- [Task prompt] Report each line in the listing below that contains the string "nest", copying every such line in full. Matching is case-sensitive.

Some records
####

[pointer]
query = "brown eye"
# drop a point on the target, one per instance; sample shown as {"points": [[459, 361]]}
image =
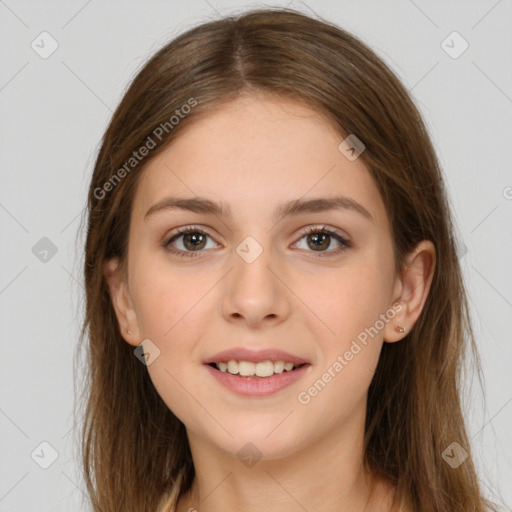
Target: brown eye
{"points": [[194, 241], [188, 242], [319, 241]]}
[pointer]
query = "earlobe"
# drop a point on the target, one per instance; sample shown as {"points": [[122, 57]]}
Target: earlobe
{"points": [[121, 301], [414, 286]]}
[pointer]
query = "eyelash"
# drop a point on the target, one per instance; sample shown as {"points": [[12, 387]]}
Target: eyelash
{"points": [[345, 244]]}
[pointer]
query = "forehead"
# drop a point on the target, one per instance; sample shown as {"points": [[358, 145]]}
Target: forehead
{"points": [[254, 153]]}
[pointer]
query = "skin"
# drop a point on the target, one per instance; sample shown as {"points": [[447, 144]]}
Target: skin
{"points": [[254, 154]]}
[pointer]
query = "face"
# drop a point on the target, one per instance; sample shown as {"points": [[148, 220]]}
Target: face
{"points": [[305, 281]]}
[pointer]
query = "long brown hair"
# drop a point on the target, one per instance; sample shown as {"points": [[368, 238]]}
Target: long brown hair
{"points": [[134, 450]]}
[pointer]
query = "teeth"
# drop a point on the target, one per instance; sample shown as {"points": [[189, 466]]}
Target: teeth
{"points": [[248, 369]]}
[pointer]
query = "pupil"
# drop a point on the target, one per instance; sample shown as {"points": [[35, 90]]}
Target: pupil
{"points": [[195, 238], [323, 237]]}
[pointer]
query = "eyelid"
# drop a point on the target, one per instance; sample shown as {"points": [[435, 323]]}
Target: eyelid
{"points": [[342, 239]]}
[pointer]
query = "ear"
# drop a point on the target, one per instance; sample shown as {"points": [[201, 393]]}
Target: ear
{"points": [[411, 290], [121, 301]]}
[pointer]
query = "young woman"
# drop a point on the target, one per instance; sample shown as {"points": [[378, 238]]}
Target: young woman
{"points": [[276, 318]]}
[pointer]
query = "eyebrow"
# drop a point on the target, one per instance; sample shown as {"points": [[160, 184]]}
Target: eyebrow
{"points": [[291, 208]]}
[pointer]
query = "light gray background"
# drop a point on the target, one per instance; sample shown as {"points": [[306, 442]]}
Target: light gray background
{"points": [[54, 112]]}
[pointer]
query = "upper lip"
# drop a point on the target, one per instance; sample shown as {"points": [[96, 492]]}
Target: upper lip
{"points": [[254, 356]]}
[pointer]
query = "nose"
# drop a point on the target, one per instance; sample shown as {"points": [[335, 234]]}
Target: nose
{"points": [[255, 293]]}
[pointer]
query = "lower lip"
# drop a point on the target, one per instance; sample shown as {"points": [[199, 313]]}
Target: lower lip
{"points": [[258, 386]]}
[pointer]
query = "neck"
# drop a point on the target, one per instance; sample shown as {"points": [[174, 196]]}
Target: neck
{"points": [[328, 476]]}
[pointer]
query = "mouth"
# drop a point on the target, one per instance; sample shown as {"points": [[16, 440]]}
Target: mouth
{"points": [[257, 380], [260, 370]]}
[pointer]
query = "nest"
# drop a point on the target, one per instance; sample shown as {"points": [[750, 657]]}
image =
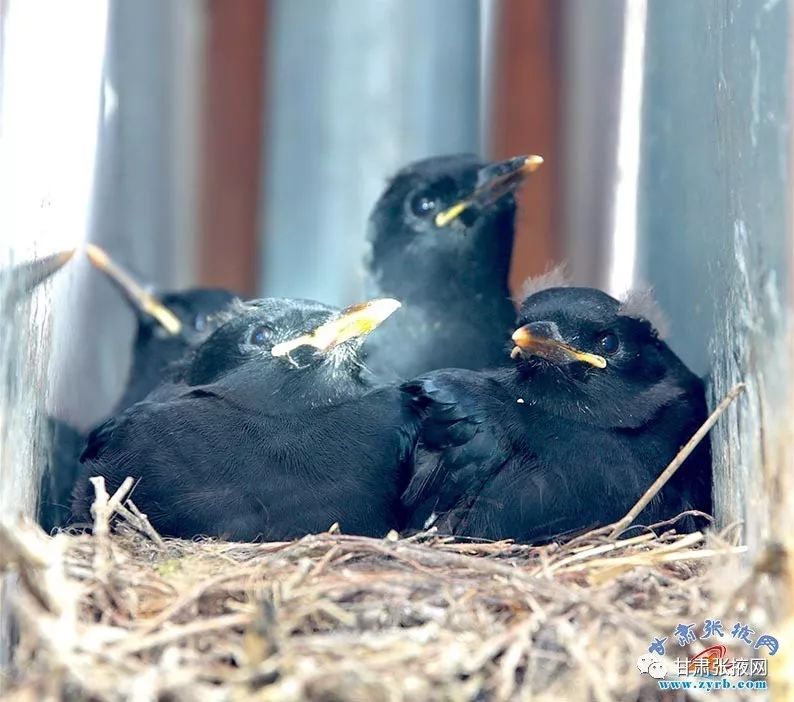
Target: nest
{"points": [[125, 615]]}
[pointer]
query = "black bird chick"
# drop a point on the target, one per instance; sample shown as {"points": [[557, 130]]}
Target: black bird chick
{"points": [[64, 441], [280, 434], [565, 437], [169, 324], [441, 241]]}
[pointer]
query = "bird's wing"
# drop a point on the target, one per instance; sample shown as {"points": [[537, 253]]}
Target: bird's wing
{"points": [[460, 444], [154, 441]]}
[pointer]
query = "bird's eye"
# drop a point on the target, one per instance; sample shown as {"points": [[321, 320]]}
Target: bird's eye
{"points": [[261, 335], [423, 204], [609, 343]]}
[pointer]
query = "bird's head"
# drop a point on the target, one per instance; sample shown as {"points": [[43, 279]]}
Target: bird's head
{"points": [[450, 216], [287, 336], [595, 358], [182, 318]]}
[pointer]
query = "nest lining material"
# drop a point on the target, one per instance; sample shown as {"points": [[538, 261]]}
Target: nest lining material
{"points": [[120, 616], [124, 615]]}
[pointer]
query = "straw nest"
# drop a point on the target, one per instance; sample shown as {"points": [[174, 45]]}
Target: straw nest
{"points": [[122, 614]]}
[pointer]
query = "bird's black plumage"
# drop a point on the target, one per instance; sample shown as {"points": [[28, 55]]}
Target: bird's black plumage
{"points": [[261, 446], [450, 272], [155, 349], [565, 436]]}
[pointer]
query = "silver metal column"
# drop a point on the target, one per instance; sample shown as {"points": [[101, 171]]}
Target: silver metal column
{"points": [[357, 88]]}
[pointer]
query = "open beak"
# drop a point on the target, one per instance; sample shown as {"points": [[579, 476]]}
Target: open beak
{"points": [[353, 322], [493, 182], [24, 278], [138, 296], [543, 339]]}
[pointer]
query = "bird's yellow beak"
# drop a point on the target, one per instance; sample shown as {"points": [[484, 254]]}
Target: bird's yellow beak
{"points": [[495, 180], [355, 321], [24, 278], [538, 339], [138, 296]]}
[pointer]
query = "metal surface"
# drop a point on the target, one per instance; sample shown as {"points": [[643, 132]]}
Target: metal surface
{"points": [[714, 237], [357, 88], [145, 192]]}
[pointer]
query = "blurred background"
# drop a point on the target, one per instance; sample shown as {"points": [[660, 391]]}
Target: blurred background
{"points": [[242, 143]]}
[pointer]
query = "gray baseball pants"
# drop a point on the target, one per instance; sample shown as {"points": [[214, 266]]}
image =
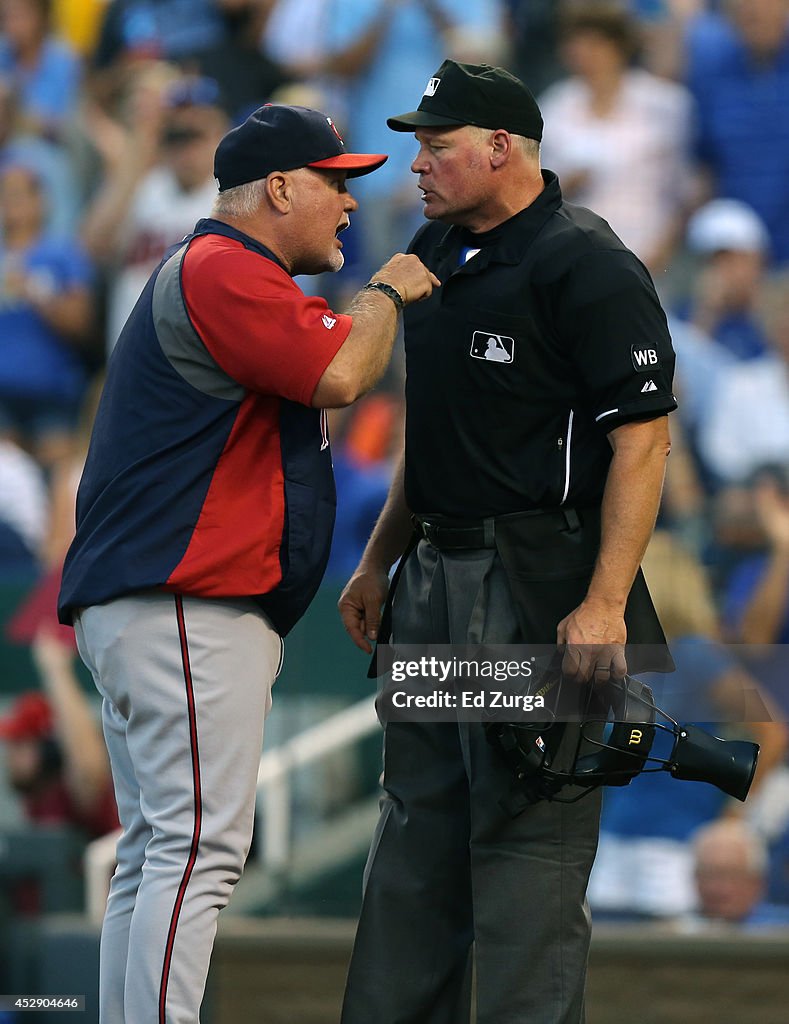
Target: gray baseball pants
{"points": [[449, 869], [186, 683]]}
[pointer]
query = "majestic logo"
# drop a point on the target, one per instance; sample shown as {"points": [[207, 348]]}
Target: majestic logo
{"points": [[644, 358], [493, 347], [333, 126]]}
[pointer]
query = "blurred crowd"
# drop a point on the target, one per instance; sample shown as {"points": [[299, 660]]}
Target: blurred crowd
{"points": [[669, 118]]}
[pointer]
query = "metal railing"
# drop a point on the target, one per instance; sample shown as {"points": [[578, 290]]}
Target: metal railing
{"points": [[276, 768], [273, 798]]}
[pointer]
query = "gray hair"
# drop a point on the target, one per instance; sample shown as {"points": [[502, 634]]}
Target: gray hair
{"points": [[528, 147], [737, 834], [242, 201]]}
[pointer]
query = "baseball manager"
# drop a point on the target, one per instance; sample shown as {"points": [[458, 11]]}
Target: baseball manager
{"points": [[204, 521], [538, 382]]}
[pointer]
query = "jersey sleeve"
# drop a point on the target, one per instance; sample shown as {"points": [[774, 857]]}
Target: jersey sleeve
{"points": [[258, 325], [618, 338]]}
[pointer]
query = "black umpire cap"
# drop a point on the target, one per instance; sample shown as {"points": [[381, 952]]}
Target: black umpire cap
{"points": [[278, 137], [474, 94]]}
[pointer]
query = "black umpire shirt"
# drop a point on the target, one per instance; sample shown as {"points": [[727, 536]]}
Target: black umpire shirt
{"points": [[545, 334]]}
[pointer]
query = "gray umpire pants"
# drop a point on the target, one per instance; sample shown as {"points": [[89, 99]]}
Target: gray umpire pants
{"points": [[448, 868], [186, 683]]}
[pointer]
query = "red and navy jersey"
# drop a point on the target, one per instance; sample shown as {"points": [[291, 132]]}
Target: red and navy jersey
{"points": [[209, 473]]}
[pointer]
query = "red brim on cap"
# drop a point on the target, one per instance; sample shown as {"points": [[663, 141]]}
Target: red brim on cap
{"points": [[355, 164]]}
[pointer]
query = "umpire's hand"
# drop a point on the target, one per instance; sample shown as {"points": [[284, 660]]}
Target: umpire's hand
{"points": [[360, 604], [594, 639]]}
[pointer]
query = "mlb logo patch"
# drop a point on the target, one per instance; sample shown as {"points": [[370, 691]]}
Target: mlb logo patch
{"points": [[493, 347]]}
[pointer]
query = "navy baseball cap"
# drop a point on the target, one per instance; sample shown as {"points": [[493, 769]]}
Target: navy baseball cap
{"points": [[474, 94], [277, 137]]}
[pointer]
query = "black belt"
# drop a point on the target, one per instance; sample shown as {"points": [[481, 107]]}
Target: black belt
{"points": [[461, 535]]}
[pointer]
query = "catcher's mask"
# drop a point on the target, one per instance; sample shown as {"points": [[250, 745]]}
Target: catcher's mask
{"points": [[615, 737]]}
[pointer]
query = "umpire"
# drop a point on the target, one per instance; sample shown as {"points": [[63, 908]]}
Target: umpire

####

- [Solution to this task]
query = "nest"
Target: nest
query = "nest lining material"
Target: nest lining material
query = "straw nest"
Target: straw nest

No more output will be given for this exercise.